--- Start of PASSAGE TO READ ---

French knots are one of those embroidery stitches that can fill many makers with fear. They have a reputation for being fiddly and hard to master but I really love them. Sure, it can certainly take a little bit of practice before you get your technique down, but once you do, they’re such an easy way to add texture and extra visual interest to a piece. I’ve got a ‘How to do French Knots - Embroidery Tutorial for Beginners’ video here that will help get you on your way. You’ll soon realise they’re not so tricky after all! And while you practice, you can browse this list for inspiration. Hopefully it will get your creative mind buzzing over what to sew next.

1. Fluffy snakes

When I decided to write about French knot inspiration, @ffembroidery sprang to mind immediately. Embroidery artist and illustrator Patricia Larocque creates most of her incredible sew-on patches using only this stitch. Her signature makes come in the form of expressive faces that take influence from “horror films and the stranger-than-fiction stories of reality tv”, but I’m really loving these snakes that she’s been producing recently, too. Fluffy texture and snakes aren’t something you’d normally put together, but it works so well here!

2. Say it with Negative Space

French Knots might not be the first stitch you think of when it comes to lettering, but it can actually be pretty versatile. I’ve seen many examples in this negative space style and the result is always amazing. The technique of using the knots to create a concentrated block of colour that slowly diffuses out could work for many different words and font styles, and I’ve also seen it used for symbols like hearts, too.

3. Bold statement

Speaking of that text versatility, you could choose to go the other way and fill in the letters using French knots. I love the use of the gradient effect here to add some variation to the block of stitching. As with the negative space example, I think this style would work well with many different font types.

--- End of PASSAGE TO READ ---
--- Start of SOURCE EXCERPT ---

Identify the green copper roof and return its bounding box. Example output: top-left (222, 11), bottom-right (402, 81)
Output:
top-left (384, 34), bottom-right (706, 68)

--- End of SOURCE EXCERPT ---

## TASKS AND EXERCISES
[1] Quote the French knots passage from "French Knots might" to "different font types.".
[2] In the French knots passage, what do Patricia Larocque's expressive faces take influence from?

## EXPECTED RESPONSES
[1]
French Knots might not be the first stitch you think of when it comes to lettering, but it can actually be pretty versatile. I’ve seen many examples in this negative space style and the result is always amazing. The technique of using the knots to create a concentrated block of colour that slowly diffuses out could work for many different words and font styles, and I’ve also seen it used for symbols like hearts, too.

3. Bold statement

Speaking of that text versatility, you could choose to go the other way and fill in the letters using French knots. I love the use of the gradient effect here to add some variation to the block of stitching. As with the negative space example, I think this style would work well with many different font types.

[2] Horror films and the stranger-than-fiction stories of reality TV.